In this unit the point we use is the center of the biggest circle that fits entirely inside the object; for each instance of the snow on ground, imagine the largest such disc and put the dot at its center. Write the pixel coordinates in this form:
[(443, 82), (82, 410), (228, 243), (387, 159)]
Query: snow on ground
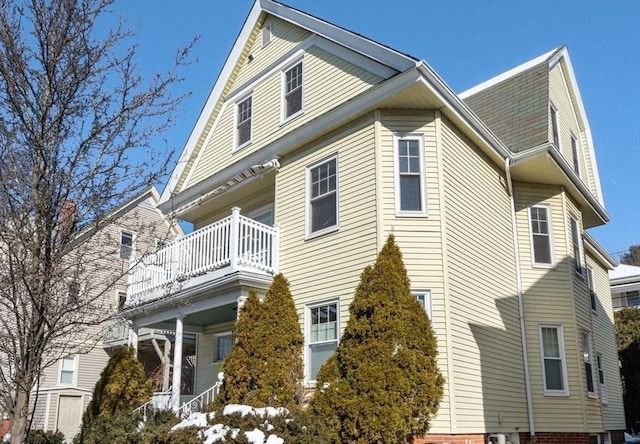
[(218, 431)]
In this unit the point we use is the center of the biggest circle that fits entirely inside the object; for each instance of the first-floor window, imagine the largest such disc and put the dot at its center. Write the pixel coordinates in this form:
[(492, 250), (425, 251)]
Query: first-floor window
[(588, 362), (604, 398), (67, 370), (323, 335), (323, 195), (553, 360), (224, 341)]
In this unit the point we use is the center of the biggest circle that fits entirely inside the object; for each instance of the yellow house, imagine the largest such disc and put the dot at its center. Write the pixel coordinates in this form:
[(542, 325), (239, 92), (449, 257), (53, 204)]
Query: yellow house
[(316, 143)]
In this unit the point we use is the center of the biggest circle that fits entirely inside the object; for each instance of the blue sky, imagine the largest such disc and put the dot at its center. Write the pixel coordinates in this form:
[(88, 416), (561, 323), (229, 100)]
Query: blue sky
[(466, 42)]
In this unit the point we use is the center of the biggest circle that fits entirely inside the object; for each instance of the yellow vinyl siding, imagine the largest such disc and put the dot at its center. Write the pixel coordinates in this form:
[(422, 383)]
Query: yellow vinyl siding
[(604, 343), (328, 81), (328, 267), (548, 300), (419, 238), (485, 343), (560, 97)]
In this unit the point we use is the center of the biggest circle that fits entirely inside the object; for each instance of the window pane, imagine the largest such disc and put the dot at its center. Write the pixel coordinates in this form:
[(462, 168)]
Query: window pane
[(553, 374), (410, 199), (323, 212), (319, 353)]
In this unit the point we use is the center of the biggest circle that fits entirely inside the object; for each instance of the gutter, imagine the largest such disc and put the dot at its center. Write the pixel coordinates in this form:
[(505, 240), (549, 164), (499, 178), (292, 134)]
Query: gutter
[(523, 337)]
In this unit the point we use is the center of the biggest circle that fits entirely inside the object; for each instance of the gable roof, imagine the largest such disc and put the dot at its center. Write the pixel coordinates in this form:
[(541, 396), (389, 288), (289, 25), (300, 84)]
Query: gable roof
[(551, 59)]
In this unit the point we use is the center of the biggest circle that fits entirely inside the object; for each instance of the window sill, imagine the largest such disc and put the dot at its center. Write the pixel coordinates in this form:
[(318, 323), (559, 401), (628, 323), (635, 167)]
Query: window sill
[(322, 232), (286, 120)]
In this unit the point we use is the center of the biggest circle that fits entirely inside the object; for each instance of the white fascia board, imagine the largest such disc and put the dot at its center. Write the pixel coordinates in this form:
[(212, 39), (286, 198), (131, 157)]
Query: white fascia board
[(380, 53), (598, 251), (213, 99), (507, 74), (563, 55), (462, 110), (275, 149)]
-=-=-=-=-
PROBLEM DETAILS:
Every entry above needs to be retyped exactly; drop the pictures.

ANSWER IN FULL:
In this unit the point we use is the center of the biggest circle that fits entirely inside the object; for each instance of the snow on ground, imagine the largest such disc and put the dot at its center. Write the pixel coordinates in this form:
[(443, 82), (82, 410), (228, 243), (387, 159)]
Query: snow on ground
[(218, 431)]
In this unit the point we use is the center of the biggest circle that fits entirely inside the object; for each instance of the first-floor window, imagine the largest such disc and put the dot at its center. Write the pixel coordinates in this form:
[(492, 250), (425, 251)]
Query: first-floor window
[(588, 362), (604, 398), (67, 370), (323, 335), (323, 195), (553, 360), (224, 341)]
In this unit the point we use is the center of the biggest circle that fits entirely inside the object; for each instance of the yellow house, imagine the largest such disc and put the dot at its center. Write the pixel coordinates in this form:
[(542, 325), (239, 92), (449, 257), (53, 204)]
Query: yellow house
[(316, 143)]
In this unit the point we use is the center of the biggest circle that fits entirely inside the object; for each instance of the blue sky, imagine the largest such disc and put the dot at its center. Write the pixel coordinates in this form:
[(88, 416), (561, 323), (229, 100)]
Query: blue sky
[(466, 42)]
In this unit the point we use is the center of the biggest circle that fits entirely inside the object; for each instance of the yellow vinyl siding, imagine the largest such disc and put the dot at its center. Write the pixel coordinates in this form:
[(422, 383)]
Query: yellow vinyl siding
[(604, 343), (328, 81), (328, 267), (548, 300), (419, 238), (485, 343), (560, 97)]
In this unit the point we use is the center of the biggest circle that fits entirely inside the object; for each instance of the window pane, imagine the largest such disc and put the dot at its center. Write the pixel coordinates in this form:
[(462, 168)]
Query: window pane
[(553, 374), (410, 199), (323, 212), (319, 353)]
In this unit the point we use is the center of the biggest circle that fits entirely inside the object; for each instance of the gutter, imagine the largest such disc and put the dot at its center. Write the pixel coordinates in this form:
[(505, 240), (549, 164), (499, 178), (292, 134)]
Query: gutter
[(523, 337)]
In this unit the point we use is the center of the biggest circle that fits entirely inside the object; for each instance of the gable roof, imagine the largest such disc and put the dot at its center. Write the pixel coordinates in this form:
[(541, 396), (389, 288), (289, 25), (300, 84)]
Query: gable roof
[(551, 59)]
In this unit the point we use is the center of the biggest circle that fits entirely inside the object; for each instance of the window sill, imagine the largest such disc and put the dot at its center. Write the pixel coordinates in this form:
[(318, 323), (559, 401), (628, 323), (635, 167)]
Query: window sill
[(322, 232), (286, 120)]
In this unit the point we use is the center of the biggest circle that fits entirely inside the object; for each instance of the white fascia board, imagine the largest such disc and put the dot at its center. Write the pixel coordinates in this form:
[(212, 39), (286, 198), (131, 157)]
Query: white fascia board
[(380, 53), (598, 251), (213, 99), (507, 74), (563, 55), (462, 110), (275, 149)]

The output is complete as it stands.